The task:
Each line of the entries below that holds "chair" is needed, copied in full.

+++ Data supplied

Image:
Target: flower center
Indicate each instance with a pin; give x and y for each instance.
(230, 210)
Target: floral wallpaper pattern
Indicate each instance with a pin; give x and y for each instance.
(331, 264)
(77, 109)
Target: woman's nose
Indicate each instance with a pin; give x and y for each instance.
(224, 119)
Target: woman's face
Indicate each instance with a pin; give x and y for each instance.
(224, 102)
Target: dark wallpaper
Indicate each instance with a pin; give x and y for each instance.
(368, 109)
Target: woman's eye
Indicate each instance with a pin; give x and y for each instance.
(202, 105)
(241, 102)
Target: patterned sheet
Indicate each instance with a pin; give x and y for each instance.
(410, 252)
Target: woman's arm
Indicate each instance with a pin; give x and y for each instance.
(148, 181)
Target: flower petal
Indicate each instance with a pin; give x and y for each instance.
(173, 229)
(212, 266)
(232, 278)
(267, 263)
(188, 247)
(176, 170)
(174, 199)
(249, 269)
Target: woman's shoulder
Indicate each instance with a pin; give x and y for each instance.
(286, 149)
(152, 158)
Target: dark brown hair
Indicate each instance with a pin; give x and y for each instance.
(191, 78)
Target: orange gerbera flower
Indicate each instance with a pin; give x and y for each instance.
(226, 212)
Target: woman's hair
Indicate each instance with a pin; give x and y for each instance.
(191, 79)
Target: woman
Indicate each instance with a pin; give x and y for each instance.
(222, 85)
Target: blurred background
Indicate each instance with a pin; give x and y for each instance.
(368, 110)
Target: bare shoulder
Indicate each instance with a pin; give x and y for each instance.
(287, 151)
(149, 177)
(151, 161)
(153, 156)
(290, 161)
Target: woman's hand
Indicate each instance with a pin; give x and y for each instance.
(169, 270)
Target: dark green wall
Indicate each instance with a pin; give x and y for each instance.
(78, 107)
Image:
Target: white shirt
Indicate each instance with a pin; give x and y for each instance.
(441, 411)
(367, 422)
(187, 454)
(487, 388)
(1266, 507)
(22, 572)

++++++
+++ Data supplied

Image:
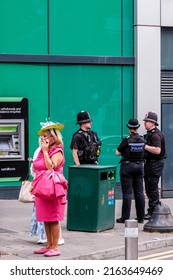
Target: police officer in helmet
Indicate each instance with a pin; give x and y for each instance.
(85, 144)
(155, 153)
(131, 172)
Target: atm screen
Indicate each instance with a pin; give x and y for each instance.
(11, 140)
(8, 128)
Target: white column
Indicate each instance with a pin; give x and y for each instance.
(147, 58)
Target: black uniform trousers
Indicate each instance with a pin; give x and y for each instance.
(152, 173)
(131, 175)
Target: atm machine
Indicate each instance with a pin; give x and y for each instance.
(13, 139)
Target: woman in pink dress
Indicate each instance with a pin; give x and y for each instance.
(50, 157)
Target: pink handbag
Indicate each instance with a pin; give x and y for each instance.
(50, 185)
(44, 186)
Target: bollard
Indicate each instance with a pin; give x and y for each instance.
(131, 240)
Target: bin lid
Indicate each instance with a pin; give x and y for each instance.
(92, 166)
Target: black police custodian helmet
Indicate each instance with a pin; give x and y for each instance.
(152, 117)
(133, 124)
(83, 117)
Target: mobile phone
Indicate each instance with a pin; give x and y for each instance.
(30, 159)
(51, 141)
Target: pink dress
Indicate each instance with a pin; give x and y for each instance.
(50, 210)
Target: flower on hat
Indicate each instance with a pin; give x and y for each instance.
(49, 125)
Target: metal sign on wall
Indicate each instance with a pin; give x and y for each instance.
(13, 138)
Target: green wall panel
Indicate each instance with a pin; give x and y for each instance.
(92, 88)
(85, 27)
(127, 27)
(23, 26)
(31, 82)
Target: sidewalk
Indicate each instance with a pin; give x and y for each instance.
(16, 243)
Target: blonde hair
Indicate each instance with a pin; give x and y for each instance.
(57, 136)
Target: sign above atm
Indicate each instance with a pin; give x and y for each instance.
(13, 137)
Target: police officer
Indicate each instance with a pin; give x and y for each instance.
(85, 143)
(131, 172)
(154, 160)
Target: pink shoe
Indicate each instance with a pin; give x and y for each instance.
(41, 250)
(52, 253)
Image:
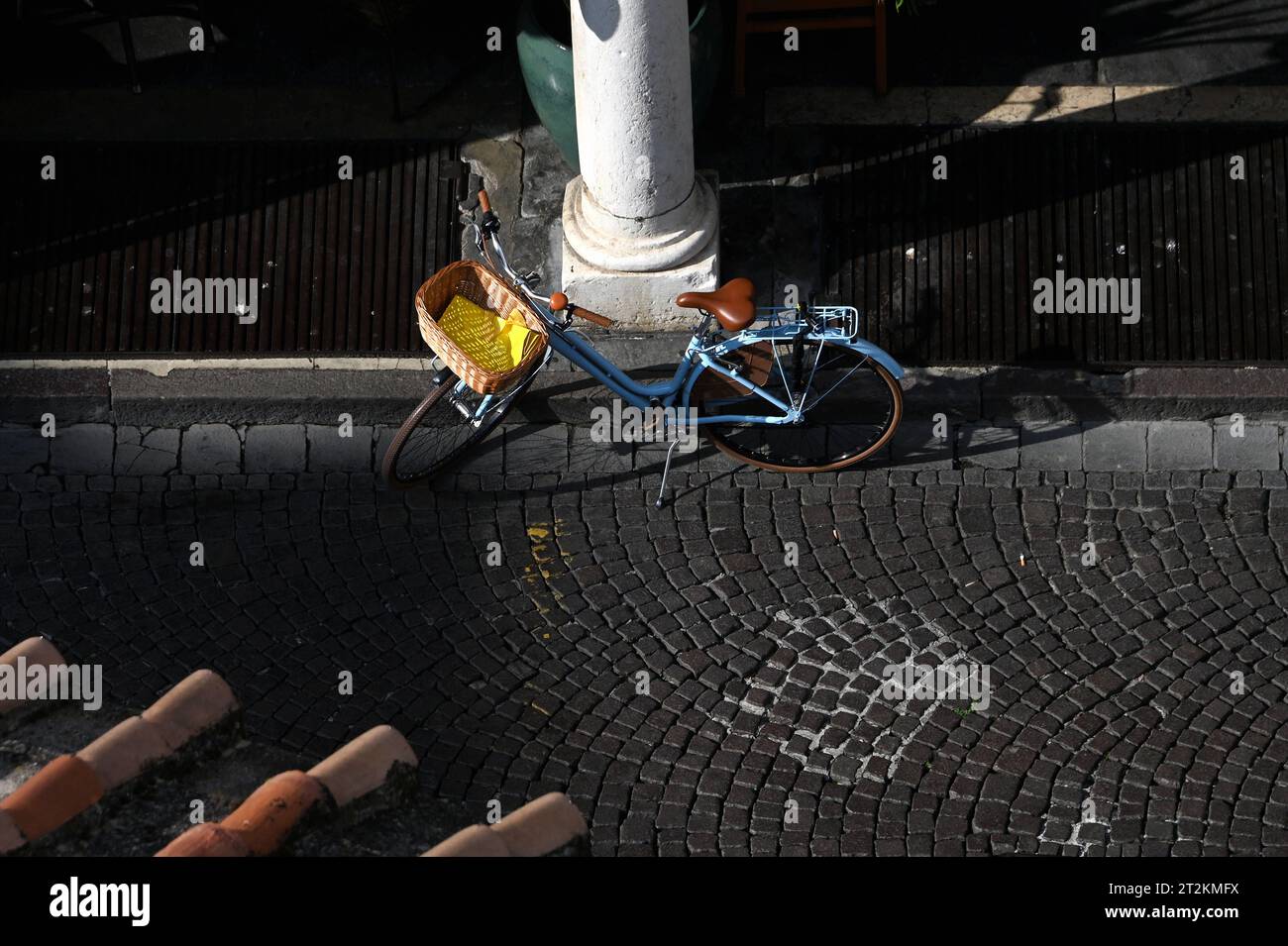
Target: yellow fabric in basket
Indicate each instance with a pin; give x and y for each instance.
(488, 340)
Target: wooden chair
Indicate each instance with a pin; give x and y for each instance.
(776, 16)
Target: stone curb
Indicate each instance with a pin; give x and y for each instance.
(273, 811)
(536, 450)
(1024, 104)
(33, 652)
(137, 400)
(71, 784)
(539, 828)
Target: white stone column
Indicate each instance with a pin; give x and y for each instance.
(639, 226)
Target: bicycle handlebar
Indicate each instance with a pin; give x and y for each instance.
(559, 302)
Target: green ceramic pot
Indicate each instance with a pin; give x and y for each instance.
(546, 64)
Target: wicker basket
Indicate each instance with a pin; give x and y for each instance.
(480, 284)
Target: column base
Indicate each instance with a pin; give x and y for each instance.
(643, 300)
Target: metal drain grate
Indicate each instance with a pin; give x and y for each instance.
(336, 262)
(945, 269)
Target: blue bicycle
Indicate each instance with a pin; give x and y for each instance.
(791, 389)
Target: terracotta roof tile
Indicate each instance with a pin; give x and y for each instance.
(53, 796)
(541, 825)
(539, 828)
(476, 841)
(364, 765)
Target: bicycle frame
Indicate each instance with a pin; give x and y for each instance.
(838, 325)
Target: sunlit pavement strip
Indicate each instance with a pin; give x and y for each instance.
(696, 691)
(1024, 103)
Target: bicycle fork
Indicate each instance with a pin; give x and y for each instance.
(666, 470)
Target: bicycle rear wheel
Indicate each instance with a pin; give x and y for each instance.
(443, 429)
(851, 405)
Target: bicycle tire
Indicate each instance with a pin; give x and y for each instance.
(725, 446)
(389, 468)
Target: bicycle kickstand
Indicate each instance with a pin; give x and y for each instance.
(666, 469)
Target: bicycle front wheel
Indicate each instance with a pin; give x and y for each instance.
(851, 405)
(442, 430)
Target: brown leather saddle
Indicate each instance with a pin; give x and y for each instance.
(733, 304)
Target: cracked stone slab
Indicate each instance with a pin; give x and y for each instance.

++++++
+++ Data supplied

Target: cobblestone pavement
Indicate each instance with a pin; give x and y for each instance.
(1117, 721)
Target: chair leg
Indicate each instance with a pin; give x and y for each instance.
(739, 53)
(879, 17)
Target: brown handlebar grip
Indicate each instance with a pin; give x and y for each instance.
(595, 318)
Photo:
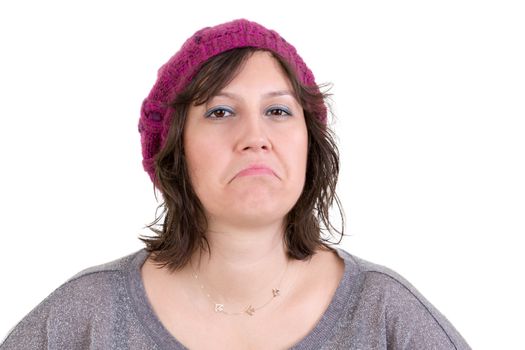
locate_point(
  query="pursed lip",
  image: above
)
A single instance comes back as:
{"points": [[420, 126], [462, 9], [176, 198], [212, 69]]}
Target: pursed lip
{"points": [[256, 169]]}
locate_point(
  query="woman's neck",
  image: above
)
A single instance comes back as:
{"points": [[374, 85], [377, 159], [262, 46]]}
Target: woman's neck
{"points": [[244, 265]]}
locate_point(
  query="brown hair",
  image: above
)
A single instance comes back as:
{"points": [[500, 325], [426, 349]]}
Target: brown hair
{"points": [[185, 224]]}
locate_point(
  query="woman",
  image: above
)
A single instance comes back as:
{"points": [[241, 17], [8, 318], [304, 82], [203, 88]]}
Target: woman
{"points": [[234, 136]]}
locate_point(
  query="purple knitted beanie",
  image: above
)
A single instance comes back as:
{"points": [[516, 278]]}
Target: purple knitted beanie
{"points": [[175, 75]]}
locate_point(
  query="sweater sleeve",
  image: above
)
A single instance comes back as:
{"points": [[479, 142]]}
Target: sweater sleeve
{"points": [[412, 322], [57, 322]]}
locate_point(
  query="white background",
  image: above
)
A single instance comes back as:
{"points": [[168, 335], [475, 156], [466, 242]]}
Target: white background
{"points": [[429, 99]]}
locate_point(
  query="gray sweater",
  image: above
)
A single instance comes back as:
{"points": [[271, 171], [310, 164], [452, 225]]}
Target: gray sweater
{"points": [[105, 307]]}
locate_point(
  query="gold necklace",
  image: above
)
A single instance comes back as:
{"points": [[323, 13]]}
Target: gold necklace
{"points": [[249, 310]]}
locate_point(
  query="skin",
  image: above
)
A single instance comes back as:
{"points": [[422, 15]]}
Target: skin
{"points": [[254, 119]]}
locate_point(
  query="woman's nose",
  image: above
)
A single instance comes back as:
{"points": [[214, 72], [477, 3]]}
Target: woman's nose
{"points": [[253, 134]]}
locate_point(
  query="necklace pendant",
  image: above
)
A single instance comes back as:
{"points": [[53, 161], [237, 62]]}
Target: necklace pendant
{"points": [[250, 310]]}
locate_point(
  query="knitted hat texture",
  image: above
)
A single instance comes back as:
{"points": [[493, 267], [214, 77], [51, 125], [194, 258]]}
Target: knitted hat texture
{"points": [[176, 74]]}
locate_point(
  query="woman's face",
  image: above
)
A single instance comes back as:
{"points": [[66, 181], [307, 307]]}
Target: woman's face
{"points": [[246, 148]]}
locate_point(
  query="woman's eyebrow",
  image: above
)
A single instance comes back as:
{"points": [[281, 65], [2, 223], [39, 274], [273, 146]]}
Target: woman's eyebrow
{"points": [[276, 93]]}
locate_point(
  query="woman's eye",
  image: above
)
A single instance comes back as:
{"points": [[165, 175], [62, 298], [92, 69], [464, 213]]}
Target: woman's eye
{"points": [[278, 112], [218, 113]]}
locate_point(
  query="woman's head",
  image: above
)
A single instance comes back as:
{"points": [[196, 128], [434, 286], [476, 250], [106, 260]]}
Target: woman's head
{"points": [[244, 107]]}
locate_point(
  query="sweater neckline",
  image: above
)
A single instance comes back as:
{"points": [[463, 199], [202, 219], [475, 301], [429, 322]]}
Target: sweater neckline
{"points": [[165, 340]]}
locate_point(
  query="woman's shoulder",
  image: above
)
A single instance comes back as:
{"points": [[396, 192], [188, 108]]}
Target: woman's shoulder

++++++

Problem solution:
Target: wooden chair
Target: chair leg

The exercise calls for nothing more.